TASK GOAL: Produce word for word the lines of the data below running from the one that has "Where can the rear wheel" to the one that has "Where can the front bumper", inclusive, and no others.

== Segment start ==

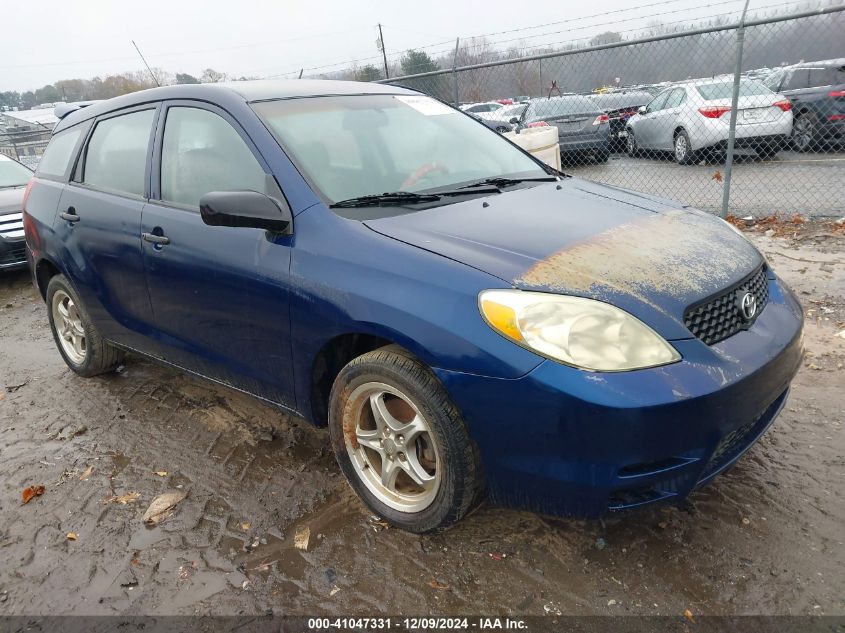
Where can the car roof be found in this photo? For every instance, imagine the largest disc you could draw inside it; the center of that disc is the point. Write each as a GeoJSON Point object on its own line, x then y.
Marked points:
{"type": "Point", "coordinates": [824, 63]}
{"type": "Point", "coordinates": [247, 91]}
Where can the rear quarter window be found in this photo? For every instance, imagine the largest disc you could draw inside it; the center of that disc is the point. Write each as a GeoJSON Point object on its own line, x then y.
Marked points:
{"type": "Point", "coordinates": [59, 153]}
{"type": "Point", "coordinates": [116, 157]}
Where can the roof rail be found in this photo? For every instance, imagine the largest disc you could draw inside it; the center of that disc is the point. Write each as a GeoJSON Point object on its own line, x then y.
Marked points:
{"type": "Point", "coordinates": [63, 109]}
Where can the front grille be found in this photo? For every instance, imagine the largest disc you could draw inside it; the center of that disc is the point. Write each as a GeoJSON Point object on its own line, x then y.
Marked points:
{"type": "Point", "coordinates": [11, 226]}
{"type": "Point", "coordinates": [718, 318]}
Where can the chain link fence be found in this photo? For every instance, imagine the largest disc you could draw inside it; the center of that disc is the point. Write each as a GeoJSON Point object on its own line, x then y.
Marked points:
{"type": "Point", "coordinates": [745, 118]}
{"type": "Point", "coordinates": [26, 146]}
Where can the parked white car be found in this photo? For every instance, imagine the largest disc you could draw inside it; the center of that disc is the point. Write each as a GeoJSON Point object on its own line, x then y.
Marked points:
{"type": "Point", "coordinates": [482, 109]}
{"type": "Point", "coordinates": [506, 113]}
{"type": "Point", "coordinates": [691, 117]}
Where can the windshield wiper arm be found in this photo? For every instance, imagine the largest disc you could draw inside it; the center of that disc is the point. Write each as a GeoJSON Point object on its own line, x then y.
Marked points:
{"type": "Point", "coordinates": [397, 198]}
{"type": "Point", "coordinates": [387, 199]}
{"type": "Point", "coordinates": [507, 182]}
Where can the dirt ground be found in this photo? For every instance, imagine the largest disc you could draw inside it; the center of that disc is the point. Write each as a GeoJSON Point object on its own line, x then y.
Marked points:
{"type": "Point", "coordinates": [765, 538]}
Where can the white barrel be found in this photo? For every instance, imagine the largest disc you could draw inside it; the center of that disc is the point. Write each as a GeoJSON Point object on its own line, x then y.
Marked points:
{"type": "Point", "coordinates": [541, 142]}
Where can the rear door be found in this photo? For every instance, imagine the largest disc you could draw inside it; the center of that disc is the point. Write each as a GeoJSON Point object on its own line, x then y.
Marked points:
{"type": "Point", "coordinates": [219, 294]}
{"type": "Point", "coordinates": [99, 222]}
{"type": "Point", "coordinates": [646, 130]}
{"type": "Point", "coordinates": [666, 120]}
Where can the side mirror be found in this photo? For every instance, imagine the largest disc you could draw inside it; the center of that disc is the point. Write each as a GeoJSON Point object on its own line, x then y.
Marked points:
{"type": "Point", "coordinates": [245, 209]}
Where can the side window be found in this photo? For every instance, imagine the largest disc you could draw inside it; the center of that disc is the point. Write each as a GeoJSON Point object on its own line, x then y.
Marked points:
{"type": "Point", "coordinates": [658, 102]}
{"type": "Point", "coordinates": [825, 77]}
{"type": "Point", "coordinates": [116, 157]}
{"type": "Point", "coordinates": [676, 98]}
{"type": "Point", "coordinates": [800, 78]}
{"type": "Point", "coordinates": [59, 153]}
{"type": "Point", "coordinates": [200, 153]}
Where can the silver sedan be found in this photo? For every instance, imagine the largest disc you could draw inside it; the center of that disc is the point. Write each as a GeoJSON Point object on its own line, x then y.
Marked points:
{"type": "Point", "coordinates": [691, 117]}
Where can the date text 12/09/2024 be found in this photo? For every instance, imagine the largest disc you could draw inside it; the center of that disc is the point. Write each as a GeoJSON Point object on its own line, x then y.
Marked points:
{"type": "Point", "coordinates": [415, 624]}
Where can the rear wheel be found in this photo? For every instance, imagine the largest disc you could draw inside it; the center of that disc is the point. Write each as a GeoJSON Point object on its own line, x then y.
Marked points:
{"type": "Point", "coordinates": [769, 150]}
{"type": "Point", "coordinates": [803, 137]}
{"type": "Point", "coordinates": [79, 342]}
{"type": "Point", "coordinates": [683, 148]}
{"type": "Point", "coordinates": [401, 443]}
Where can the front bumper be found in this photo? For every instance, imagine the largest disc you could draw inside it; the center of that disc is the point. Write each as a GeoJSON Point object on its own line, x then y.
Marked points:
{"type": "Point", "coordinates": [563, 441]}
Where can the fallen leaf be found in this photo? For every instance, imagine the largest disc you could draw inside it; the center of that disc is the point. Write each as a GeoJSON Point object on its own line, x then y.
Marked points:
{"type": "Point", "coordinates": [129, 497]}
{"type": "Point", "coordinates": [302, 537]}
{"type": "Point", "coordinates": [31, 491]}
{"type": "Point", "coordinates": [162, 507]}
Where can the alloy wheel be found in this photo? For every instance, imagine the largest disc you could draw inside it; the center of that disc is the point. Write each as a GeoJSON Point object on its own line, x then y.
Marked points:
{"type": "Point", "coordinates": [802, 133]}
{"type": "Point", "coordinates": [681, 148]}
{"type": "Point", "coordinates": [391, 447]}
{"type": "Point", "coordinates": [69, 328]}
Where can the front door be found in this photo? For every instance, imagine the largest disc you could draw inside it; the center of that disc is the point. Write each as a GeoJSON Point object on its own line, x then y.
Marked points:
{"type": "Point", "coordinates": [219, 294]}
{"type": "Point", "coordinates": [99, 222]}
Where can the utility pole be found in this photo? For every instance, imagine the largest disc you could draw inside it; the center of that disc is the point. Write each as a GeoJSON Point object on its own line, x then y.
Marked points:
{"type": "Point", "coordinates": [145, 63]}
{"type": "Point", "coordinates": [729, 158]}
{"type": "Point", "coordinates": [383, 51]}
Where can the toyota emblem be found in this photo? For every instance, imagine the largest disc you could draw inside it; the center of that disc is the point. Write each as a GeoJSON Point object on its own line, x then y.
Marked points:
{"type": "Point", "coordinates": [748, 306]}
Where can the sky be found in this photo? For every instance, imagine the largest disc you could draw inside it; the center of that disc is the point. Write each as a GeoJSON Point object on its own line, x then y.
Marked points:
{"type": "Point", "coordinates": [48, 40]}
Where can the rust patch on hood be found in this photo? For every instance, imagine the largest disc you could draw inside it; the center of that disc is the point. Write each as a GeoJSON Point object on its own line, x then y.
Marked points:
{"type": "Point", "coordinates": [679, 254]}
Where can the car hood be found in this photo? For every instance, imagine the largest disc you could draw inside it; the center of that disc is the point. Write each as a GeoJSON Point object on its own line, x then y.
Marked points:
{"type": "Point", "coordinates": [646, 255]}
{"type": "Point", "coordinates": [11, 200]}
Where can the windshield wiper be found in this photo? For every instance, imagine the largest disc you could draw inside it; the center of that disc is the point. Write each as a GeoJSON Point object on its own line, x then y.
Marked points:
{"type": "Point", "coordinates": [397, 198]}
{"type": "Point", "coordinates": [387, 199]}
{"type": "Point", "coordinates": [507, 182]}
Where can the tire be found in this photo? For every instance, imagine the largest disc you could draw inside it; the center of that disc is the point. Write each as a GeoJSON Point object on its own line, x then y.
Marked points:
{"type": "Point", "coordinates": [803, 135]}
{"type": "Point", "coordinates": [78, 341]}
{"type": "Point", "coordinates": [770, 150]}
{"type": "Point", "coordinates": [444, 458]}
{"type": "Point", "coordinates": [631, 145]}
{"type": "Point", "coordinates": [683, 149]}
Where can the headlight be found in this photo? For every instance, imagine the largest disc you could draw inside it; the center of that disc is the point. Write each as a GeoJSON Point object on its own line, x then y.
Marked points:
{"type": "Point", "coordinates": [584, 333]}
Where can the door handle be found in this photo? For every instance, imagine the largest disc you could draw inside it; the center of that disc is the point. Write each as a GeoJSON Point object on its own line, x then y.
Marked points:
{"type": "Point", "coordinates": [70, 215]}
{"type": "Point", "coordinates": [160, 240]}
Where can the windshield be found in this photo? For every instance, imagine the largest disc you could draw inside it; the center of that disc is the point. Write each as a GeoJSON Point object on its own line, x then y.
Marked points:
{"type": "Point", "coordinates": [711, 92]}
{"type": "Point", "coordinates": [351, 146]}
{"type": "Point", "coordinates": [13, 174]}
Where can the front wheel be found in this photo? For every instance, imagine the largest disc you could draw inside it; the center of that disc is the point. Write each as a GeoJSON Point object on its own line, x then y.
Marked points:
{"type": "Point", "coordinates": [79, 342]}
{"type": "Point", "coordinates": [631, 144]}
{"type": "Point", "coordinates": [683, 149]}
{"type": "Point", "coordinates": [803, 135]}
{"type": "Point", "coordinates": [401, 443]}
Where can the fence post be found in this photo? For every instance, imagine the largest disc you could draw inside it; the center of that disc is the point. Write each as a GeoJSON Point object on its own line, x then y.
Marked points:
{"type": "Point", "coordinates": [455, 73]}
{"type": "Point", "coordinates": [729, 158]}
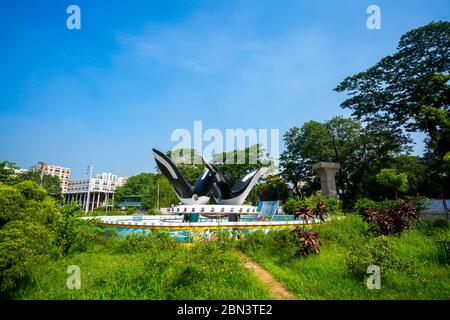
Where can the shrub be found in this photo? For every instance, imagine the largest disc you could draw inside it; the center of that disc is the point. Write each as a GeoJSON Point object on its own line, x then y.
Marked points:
{"type": "Point", "coordinates": [23, 245]}
{"type": "Point", "coordinates": [364, 203]}
{"type": "Point", "coordinates": [303, 212]}
{"type": "Point", "coordinates": [333, 205]}
{"type": "Point", "coordinates": [307, 241]}
{"type": "Point", "coordinates": [320, 210]}
{"type": "Point", "coordinates": [392, 219]}
{"type": "Point", "coordinates": [72, 233]}
{"type": "Point", "coordinates": [289, 206]}
{"type": "Point", "coordinates": [376, 252]}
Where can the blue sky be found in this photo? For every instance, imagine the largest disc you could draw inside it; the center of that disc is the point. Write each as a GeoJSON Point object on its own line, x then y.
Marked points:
{"type": "Point", "coordinates": [137, 70]}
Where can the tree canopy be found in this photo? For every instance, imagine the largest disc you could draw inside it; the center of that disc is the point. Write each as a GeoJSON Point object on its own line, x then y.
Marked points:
{"type": "Point", "coordinates": [410, 89]}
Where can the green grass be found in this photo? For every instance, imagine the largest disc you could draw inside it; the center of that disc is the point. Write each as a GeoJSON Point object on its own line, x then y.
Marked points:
{"type": "Point", "coordinates": [157, 268]}
{"type": "Point", "coordinates": [327, 276]}
{"type": "Point", "coordinates": [202, 272]}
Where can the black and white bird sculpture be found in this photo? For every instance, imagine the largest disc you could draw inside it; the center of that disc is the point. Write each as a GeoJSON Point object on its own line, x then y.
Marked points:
{"type": "Point", "coordinates": [188, 194]}
{"type": "Point", "coordinates": [237, 194]}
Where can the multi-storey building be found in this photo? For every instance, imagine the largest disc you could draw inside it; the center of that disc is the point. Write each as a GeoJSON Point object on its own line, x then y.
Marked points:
{"type": "Point", "coordinates": [62, 173]}
{"type": "Point", "coordinates": [94, 192]}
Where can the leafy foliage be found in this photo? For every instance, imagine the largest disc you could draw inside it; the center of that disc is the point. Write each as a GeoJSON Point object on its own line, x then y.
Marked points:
{"type": "Point", "coordinates": [394, 219]}
{"type": "Point", "coordinates": [375, 252]}
{"type": "Point", "coordinates": [409, 89]}
{"type": "Point", "coordinates": [361, 152]}
{"type": "Point", "coordinates": [307, 241]}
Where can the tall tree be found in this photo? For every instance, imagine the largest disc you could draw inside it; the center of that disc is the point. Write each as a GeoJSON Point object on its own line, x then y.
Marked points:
{"type": "Point", "coordinates": [51, 183]}
{"type": "Point", "coordinates": [7, 173]}
{"type": "Point", "coordinates": [361, 152]}
{"type": "Point", "coordinates": [237, 163]}
{"type": "Point", "coordinates": [410, 89]}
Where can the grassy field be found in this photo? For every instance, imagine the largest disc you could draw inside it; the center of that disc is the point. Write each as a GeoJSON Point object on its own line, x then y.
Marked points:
{"type": "Point", "coordinates": [121, 271]}
{"type": "Point", "coordinates": [158, 268]}
{"type": "Point", "coordinates": [409, 263]}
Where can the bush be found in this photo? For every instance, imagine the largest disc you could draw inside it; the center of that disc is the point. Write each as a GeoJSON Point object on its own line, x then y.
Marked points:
{"type": "Point", "coordinates": [289, 206]}
{"type": "Point", "coordinates": [393, 218]}
{"type": "Point", "coordinates": [22, 245]}
{"type": "Point", "coordinates": [376, 252]}
{"type": "Point", "coordinates": [72, 234]}
{"type": "Point", "coordinates": [364, 203]}
{"type": "Point", "coordinates": [307, 241]}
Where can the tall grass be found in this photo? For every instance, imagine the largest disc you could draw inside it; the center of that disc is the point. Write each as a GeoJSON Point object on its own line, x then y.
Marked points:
{"type": "Point", "coordinates": [410, 269]}
{"type": "Point", "coordinates": [147, 268]}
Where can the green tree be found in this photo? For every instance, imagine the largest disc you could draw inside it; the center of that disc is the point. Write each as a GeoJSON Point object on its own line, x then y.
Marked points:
{"type": "Point", "coordinates": [7, 174]}
{"type": "Point", "coordinates": [189, 162]}
{"type": "Point", "coordinates": [237, 163]}
{"type": "Point", "coordinates": [51, 183]}
{"type": "Point", "coordinates": [272, 188]}
{"type": "Point", "coordinates": [296, 168]}
{"type": "Point", "coordinates": [26, 216]}
{"type": "Point", "coordinates": [394, 182]}
{"type": "Point", "coordinates": [410, 89]}
{"type": "Point", "coordinates": [414, 168]}
{"type": "Point", "coordinates": [361, 152]}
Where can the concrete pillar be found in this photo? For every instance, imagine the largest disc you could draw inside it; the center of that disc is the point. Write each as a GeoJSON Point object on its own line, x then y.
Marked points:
{"type": "Point", "coordinates": [327, 173]}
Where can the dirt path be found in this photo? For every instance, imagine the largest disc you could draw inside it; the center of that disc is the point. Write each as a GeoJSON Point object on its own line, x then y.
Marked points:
{"type": "Point", "coordinates": [276, 289]}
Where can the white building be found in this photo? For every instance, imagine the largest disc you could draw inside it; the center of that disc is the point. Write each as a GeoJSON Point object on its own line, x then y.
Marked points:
{"type": "Point", "coordinates": [94, 192]}
{"type": "Point", "coordinates": [62, 173]}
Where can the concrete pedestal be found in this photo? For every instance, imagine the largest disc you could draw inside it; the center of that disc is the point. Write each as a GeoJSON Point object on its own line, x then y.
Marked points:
{"type": "Point", "coordinates": [327, 173]}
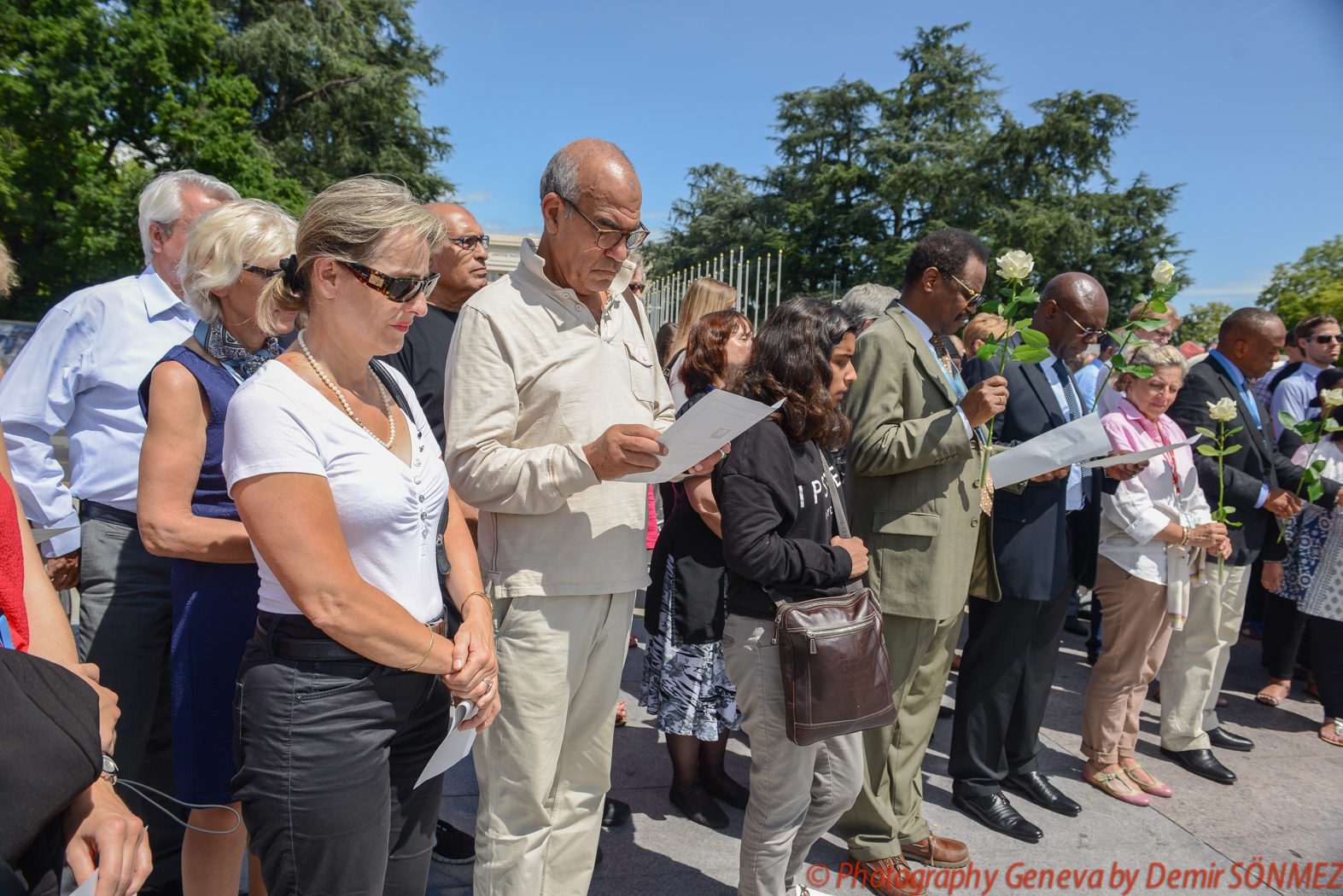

== Segment end ==

EXPECTED ANSWER:
Where can the rear wheel be found in this photo? For every instance, imagine the largest disc you could draw inside it; the center of that disc is the point. Write each as a GeoJSON Point object on its own line, x then y.
Marked points:
{"type": "Point", "coordinates": [769, 150]}
{"type": "Point", "coordinates": [803, 137]}
{"type": "Point", "coordinates": [79, 342]}
{"type": "Point", "coordinates": [683, 148]}
{"type": "Point", "coordinates": [401, 443]}
Where can the front bumper be found in this photo? For every instance, imagine the largest disc you could draw inside it; the center of that disc is the point. Write each as a GeoJSON Point object on its own line, x then y.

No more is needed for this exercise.